[Items from a data source]
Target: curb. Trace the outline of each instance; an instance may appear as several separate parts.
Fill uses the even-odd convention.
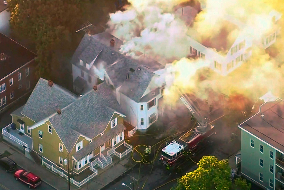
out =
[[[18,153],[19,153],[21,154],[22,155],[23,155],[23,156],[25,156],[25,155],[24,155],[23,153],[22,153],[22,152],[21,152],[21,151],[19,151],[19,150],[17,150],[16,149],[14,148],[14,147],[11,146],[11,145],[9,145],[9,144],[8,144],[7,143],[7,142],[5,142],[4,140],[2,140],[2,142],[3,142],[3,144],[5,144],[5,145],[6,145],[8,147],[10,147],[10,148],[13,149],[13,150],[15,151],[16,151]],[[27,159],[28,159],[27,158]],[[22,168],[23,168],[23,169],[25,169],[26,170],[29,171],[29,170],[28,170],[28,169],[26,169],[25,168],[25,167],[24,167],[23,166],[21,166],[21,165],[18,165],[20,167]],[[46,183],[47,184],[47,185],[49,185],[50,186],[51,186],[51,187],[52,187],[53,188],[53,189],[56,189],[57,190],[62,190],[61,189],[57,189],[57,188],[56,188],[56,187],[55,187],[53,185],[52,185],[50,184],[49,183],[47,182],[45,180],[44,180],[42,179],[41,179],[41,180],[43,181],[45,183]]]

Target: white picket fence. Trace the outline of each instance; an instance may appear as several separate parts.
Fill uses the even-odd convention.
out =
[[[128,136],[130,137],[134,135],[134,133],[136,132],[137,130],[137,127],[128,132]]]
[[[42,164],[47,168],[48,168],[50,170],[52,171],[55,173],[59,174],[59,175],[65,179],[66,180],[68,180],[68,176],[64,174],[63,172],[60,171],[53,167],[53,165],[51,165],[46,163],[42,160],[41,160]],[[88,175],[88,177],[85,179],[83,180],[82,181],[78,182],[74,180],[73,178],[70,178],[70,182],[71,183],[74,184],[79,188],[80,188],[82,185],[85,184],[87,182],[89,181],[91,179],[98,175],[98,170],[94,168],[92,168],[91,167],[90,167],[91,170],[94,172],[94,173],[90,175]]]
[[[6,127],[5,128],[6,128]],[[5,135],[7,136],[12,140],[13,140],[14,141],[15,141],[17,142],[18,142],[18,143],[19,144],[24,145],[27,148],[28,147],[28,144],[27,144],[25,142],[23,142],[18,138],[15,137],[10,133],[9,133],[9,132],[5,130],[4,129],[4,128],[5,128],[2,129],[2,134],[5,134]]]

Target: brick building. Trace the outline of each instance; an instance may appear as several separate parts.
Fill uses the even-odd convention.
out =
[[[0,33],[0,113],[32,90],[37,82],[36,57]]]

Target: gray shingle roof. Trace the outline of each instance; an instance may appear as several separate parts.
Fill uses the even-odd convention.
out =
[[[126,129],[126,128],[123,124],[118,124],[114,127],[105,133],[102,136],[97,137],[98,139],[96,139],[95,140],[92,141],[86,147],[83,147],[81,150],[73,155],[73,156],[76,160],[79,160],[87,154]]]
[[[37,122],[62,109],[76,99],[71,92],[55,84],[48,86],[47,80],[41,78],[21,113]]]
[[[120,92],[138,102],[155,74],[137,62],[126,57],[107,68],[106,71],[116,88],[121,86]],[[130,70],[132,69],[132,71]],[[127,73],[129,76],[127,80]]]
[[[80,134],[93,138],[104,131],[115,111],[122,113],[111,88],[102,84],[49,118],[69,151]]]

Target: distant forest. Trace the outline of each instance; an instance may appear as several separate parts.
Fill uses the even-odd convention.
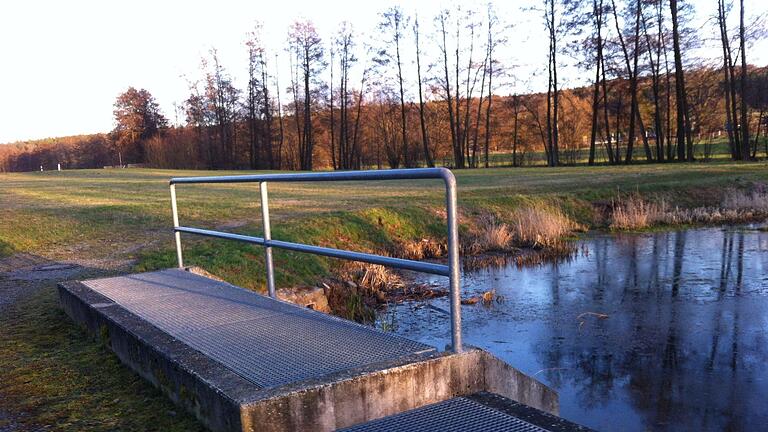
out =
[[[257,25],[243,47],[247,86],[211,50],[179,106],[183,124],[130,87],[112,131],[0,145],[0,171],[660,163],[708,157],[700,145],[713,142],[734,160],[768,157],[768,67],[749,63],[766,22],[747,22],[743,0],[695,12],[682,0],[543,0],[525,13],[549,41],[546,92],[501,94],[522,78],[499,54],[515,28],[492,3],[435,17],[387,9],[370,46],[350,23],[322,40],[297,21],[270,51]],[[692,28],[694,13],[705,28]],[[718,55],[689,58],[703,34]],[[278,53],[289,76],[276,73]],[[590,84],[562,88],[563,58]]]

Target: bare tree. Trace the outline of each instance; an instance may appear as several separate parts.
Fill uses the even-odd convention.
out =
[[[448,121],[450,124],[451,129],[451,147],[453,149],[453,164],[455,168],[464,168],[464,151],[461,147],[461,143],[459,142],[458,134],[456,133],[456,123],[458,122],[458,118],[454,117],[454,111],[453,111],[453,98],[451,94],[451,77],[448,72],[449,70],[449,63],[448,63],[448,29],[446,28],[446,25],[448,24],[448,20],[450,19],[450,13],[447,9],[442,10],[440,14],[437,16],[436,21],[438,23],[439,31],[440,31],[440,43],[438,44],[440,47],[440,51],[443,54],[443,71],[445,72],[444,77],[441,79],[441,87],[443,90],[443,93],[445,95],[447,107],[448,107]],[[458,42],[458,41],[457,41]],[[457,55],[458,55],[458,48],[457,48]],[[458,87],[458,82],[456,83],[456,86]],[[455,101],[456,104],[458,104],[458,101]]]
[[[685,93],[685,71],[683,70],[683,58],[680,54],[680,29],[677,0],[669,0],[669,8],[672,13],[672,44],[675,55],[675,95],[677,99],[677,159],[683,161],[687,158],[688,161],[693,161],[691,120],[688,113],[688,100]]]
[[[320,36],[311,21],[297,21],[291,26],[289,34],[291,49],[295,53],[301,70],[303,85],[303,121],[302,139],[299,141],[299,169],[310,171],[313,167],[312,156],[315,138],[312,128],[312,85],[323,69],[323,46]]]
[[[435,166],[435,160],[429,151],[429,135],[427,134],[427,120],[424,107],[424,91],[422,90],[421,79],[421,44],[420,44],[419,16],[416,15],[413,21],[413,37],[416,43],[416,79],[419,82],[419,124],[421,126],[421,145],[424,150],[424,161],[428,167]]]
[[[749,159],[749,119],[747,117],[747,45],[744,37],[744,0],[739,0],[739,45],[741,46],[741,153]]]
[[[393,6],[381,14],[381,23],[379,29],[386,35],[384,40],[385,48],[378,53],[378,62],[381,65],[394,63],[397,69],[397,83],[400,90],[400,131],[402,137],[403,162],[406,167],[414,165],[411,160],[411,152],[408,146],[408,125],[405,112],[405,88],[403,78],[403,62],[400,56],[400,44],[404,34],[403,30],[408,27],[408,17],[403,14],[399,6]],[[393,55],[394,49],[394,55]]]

SHORT PROBLEM
Format every entry above as a two-column CSV with the header entry_text,answer, giving each entry one row with its text and its answer in separate quoted fields and every line break replaced by a space. Leave the pictures out.

EXERCISE RESULT
entry_text,answer
"Target: curb. Trace the outline of each instance; an instance may appear as several separate parts. Fill uses the even-odd convention. out =","[[[18,153],[19,153],[21,154],[22,155],[23,155],[23,156],[25,156],[25,155],[24,155],[23,153],[22,153],[22,152],[21,152],[21,151],[19,151],[19,150],[17,150],[16,149],[14,148],[14,147],[11,146],[11,145],[9,145],[9,144],[8,144],[7,143],[7,142],[5,142],[4,140],[2,140],[2,142],[3,142],[3,144],[5,144],[5,145],[6,145],[8,147],[10,147],[10,148],[13,149],[13,150],[15,151],[16,151]],[[27,159],[28,159],[27,158]],[[22,168],[23,168],[23,169],[25,169],[26,170],[29,171],[29,170],[28,170],[28,169],[26,169],[25,168],[25,167],[24,167],[23,166],[21,166],[21,165],[18,165],[20,167]],[[46,183],[47,184],[47,185],[49,185],[50,186],[51,186],[51,187],[52,187],[53,188],[53,189],[56,189],[57,190],[62,190],[61,189],[57,189],[57,188],[56,188],[56,187],[55,187],[53,185],[52,185],[50,184],[49,183],[47,182],[45,180],[44,180],[42,179],[41,179],[41,180],[43,181],[45,183]]]"
"Target: white picket fence. Trace the outline of each instance; an instance may appear as several separate parts. Fill uses the even-odd convention. out =","[[[128,136],[130,137],[134,135],[134,133],[136,132],[137,130],[137,127],[128,132]]] [[[42,164],[47,168],[48,168],[50,170],[52,171],[55,173],[59,174],[59,175],[65,179],[66,180],[68,180],[68,176],[64,174],[63,172],[60,171],[53,167],[53,165],[51,165],[46,163],[42,160],[41,160]],[[88,175],[88,177],[85,179],[83,180],[82,181],[78,182],[74,180],[73,178],[70,178],[70,182],[71,183],[74,184],[79,188],[80,188],[82,185],[85,184],[87,182],[89,181],[91,179],[98,175],[98,170],[94,168],[92,168],[91,167],[90,167],[91,170],[94,172],[94,173],[90,175]]] [[[6,127],[5,128],[6,128]],[[5,135],[7,136],[12,140],[13,140],[14,141],[15,141],[17,142],[18,142],[18,143],[19,144],[24,145],[27,148],[28,147],[28,144],[27,144],[25,142],[23,142],[18,138],[15,137],[10,133],[9,133],[9,132],[5,130],[4,129],[4,128],[5,128],[2,129],[2,134],[5,134]]]"
"Target: brick building. Trace the outline of each instance; an instance may appear as several separate parts. Fill uses the even-odd convention. out =","[[[0,33],[0,113],[32,90],[37,82],[36,57]]]"
"Target: gray shingle roof. Trace the outline of each instance; an instance may appear as several separate parts. Fill uses the even-odd convention. out =","[[[126,129],[126,128],[123,124],[118,124],[114,127],[105,133],[102,136],[97,137],[98,139],[96,139],[95,140],[92,141],[86,147],[83,147],[81,150],[73,155],[73,156],[76,160],[79,160],[87,154]]] [[[37,122],[62,109],[76,99],[71,92],[55,84],[48,86],[47,80],[41,78],[21,113]]] [[[120,92],[138,102],[155,74],[137,62],[126,57],[107,68],[106,71],[116,88],[121,86]],[[130,70],[132,69],[132,71]],[[127,73],[129,76],[127,80]]] [[[80,134],[93,138],[104,131],[115,111],[122,113],[111,88],[102,84],[49,118],[69,151]]]"
"Target: distant forest. Trace the outline of each instance; an instance may appear as several separate parts. Fill uses the even-odd convention. out =","[[[257,25],[243,47],[247,86],[211,50],[179,106],[183,124],[130,87],[112,131],[0,145],[0,171],[660,163],[708,157],[700,145],[713,142],[734,160],[768,157],[768,67],[749,63],[766,22],[747,22],[743,0],[695,12],[682,0],[543,0],[525,13],[549,41],[546,92],[501,94],[522,78],[499,54],[515,28],[492,3],[435,17],[387,9],[370,46],[350,23],[322,40],[297,21],[270,51]],[[692,28],[694,13],[705,28]],[[718,55],[689,58],[703,34]],[[278,53],[289,76],[276,73]],[[590,84],[562,88],[563,58]]]"
"Target: bare tree. Trace the outline of each instance; an instance may appear as several separate parts. Fill uses the even-odd convention. out =","[[[448,121],[450,124],[451,129],[451,147],[453,149],[453,164],[455,168],[464,168],[464,151],[461,147],[461,143],[459,142],[458,134],[456,133],[456,123],[458,122],[458,118],[454,117],[454,111],[453,111],[453,98],[451,94],[451,77],[448,72],[449,70],[449,63],[448,63],[448,29],[446,28],[446,25],[448,24],[448,20],[450,19],[450,13],[447,9],[442,10],[440,14],[437,16],[436,21],[438,23],[439,31],[440,31],[440,43],[438,44],[440,47],[440,51],[443,54],[443,71],[445,72],[444,77],[441,79],[441,87],[443,90],[443,93],[445,95],[447,107],[448,107]],[[458,42],[458,41],[457,41]],[[457,55],[458,55],[458,48],[457,48]],[[458,87],[458,82],[456,83],[456,86]],[[455,101],[456,104],[458,104],[458,101]]] [[[685,93],[685,71],[683,70],[683,58],[680,54],[680,29],[677,0],[669,0],[669,8],[672,13],[672,44],[675,55],[675,95],[677,99],[677,159],[683,161],[687,158],[688,161],[693,161],[691,120],[688,113],[688,100]]] [[[320,36],[311,21],[297,21],[291,26],[289,34],[291,49],[295,53],[301,70],[303,85],[303,121],[302,139],[299,141],[299,169],[310,171],[313,167],[312,156],[315,138],[312,128],[312,85],[323,69],[323,46]]] [[[435,166],[435,160],[429,151],[429,135],[427,134],[427,120],[424,107],[424,91],[422,90],[421,79],[421,44],[420,44],[419,16],[416,15],[413,21],[413,37],[416,43],[416,79],[419,82],[419,124],[421,126],[421,145],[424,150],[424,161],[428,167]]] [[[749,159],[749,119],[747,117],[747,45],[744,37],[744,0],[739,0],[739,45],[741,46],[741,153]]] [[[393,6],[381,14],[381,23],[379,29],[386,35],[384,40],[385,48],[378,53],[378,62],[381,65],[394,63],[397,69],[397,83],[400,90],[400,131],[402,137],[403,162],[406,167],[414,165],[411,160],[411,152],[408,146],[408,125],[405,112],[405,88],[403,78],[403,62],[400,56],[400,44],[404,34],[403,30],[408,27],[408,17],[403,14],[399,6]],[[393,55],[394,49],[394,55]]]"